ÉNONCÉ ÉCRIT 1
Pouvez-vous recopier mot pour mot la partie des enregistrements qui commence à la ligne contenant "[find] the garlic bulb" et se termine à la fin des enregistrements, ces deux limites comprises, en laissant les images de côté ?

EXTRAIT

La procureure générale alerte la Cour suprême : si l’exemption de conscription haredi tombe, le financement des yeshivot aussi
Gali Baharav-Miara souligne que l'expiration imminente de l'exemption de service des ultra-orthodoxes "entache la légalité des aides versées à ces étudiants"
La procureure générale Gali Baharav-Miara a fait savoir jeudi, à la Cour suprême de justice, qu’à défaut de nouveau texte de loi accordant des exemptions de service aux étudiants ultra-orthodoxes, le gouvernement ne pourrait plus subventionner les yeshivot qu’ils fréquentent.
Les étudiants ultra-orthodoxes des yeshivot reçoivent en effet des aides de l’État pour étudier en vertu de la loi qui leur permet en outre de bénéficier, chaque année, d’un report de l’obligation de service militaire jusqu’à l’âge de l’exemption, mais cette loi a expiré l’an dernier.
Afin de gagner du temps pour légiférer de nouveau sur cette loi très polémique, le gouvernement a adopté une résolution du cabinet permettant temporairement de surseoir à l’appel sous les drapeaux des étudiants ultra-orthodoxes des yeshivot, et ce, jusqu’au 31 mars 2024.
En réponse à un recours du Mouvement démocratique civil israélien contre les subventions versées dans ces circonstances aux étudiants de yeshiva, Baharav-Miara a écrit que les dispositions de la loi régissant les aides aux yeshivot indiquaient qu’elles ne cessaient qu’au moment où l’étudiant se voyait délivrer ses papiers de conscription, le cas échéant.
« L’absence de cadre légal permettant le report du service [militaire] ou l’exemption des étudiants de yeshiva affecte la légalité des aides qui leur sont versées, conformément aux critères de soutien », a poursuivi la procureure générale.

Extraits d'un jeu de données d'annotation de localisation
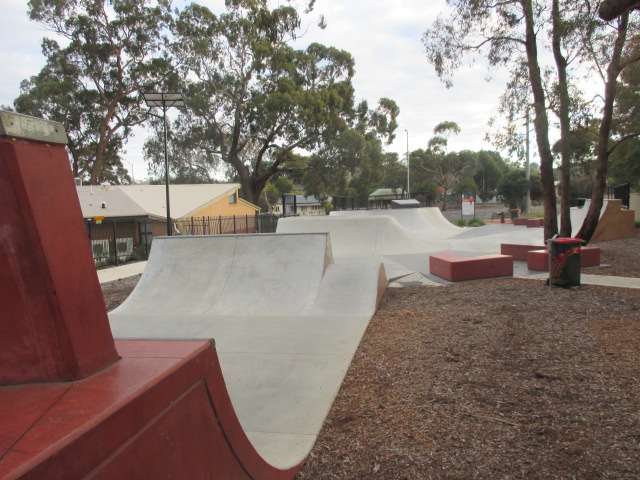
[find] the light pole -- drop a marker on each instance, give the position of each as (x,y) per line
(527,199)
(408,168)
(133,178)
(165,101)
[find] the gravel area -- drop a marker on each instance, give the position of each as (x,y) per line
(489,379)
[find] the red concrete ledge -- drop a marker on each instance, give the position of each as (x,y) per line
(539,259)
(163,411)
(534,222)
(518,250)
(529,222)
(456,269)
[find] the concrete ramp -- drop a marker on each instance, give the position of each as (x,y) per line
(415,220)
(358,235)
(285,317)
(225,275)
(614,223)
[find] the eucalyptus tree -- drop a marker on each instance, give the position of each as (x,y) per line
(102,54)
(613,48)
(507,33)
(260,106)
(445,167)
(514,34)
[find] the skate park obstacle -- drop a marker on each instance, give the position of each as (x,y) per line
(75,404)
(453,268)
(518,250)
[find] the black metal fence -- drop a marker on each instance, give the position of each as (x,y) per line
(618,192)
(384,201)
(117,241)
(289,205)
(261,223)
(344,203)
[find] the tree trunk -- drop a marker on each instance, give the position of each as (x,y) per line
(610,9)
(565,128)
(541,125)
(613,71)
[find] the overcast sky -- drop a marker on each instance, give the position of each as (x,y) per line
(385,40)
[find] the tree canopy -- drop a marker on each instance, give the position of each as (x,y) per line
(90,83)
(511,34)
(256,104)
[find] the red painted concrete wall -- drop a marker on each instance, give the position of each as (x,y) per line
(54,323)
(163,411)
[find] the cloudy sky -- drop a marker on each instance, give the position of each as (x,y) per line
(385,40)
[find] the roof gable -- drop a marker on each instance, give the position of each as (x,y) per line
(184,199)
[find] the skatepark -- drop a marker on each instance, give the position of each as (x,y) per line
(254,333)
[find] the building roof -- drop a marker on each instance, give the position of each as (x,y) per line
(184,199)
(150,200)
(307,200)
(386,192)
(116,202)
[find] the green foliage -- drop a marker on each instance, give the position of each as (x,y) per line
(625,164)
(488,173)
(254,101)
(513,188)
(92,84)
(445,168)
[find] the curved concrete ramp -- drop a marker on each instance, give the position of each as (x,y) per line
(285,317)
(416,220)
(403,240)
(614,223)
(358,235)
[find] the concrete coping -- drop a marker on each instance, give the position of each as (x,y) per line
(31,128)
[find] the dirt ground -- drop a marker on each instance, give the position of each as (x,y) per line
(492,379)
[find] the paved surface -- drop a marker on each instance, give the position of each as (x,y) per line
(286,319)
(287,311)
(404,239)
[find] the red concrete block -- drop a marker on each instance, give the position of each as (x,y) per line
(163,411)
(455,269)
(518,250)
(539,259)
(54,322)
(535,222)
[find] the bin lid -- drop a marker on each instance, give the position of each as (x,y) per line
(567,240)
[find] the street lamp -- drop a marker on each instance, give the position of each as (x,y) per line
(165,101)
(408,169)
(133,178)
(527,200)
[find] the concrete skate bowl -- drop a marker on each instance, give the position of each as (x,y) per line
(355,236)
(415,220)
(286,320)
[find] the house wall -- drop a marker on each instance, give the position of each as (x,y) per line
(223,208)
(634,204)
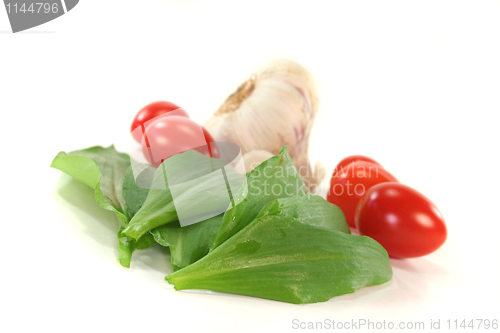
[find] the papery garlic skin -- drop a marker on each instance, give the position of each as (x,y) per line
(254,158)
(275,107)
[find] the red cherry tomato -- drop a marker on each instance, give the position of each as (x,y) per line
(402,220)
(354,158)
(152,111)
(349,184)
(167,136)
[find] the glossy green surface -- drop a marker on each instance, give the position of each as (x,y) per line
(188,171)
(284,259)
(105,171)
(310,209)
(275,178)
(190,243)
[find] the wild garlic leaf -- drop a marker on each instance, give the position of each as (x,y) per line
(275,178)
(195,190)
(190,243)
(104,169)
(310,209)
(134,197)
(284,259)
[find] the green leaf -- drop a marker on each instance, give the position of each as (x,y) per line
(105,171)
(190,243)
(134,197)
(275,178)
(284,259)
(310,209)
(196,189)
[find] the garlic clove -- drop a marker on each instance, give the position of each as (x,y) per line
(275,107)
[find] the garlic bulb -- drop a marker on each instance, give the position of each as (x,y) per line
(275,107)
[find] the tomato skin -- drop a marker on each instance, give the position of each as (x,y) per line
(354,158)
(402,220)
(348,185)
(152,111)
(168,136)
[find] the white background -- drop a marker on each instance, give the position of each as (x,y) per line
(414,85)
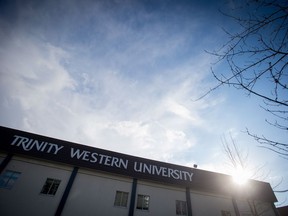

ÉNONCÉ ÉCRIT 2
Quelles personnes et quelles organisations l'article désigne-t-il par leur nom propre ?

RÉPONSE COMPLÈTE 1
[find] the garlic bulb -- drop a marker on each instance, give the position of each as (x,y) per line
(275,107)
[find] the tomato skin -- drop a marker on each instance, give the position of each as (x,y) per line
(354,158)
(402,220)
(348,185)
(152,111)
(168,136)
[find] the white background -- drop a marker on each instance, give the position of each as (x,y) per line
(414,85)

RÉPONSE COMPLÈTE 2
- Gali Baharav-Miara
- la Cour suprême de justice
- le Mouvement démocratique civil israélien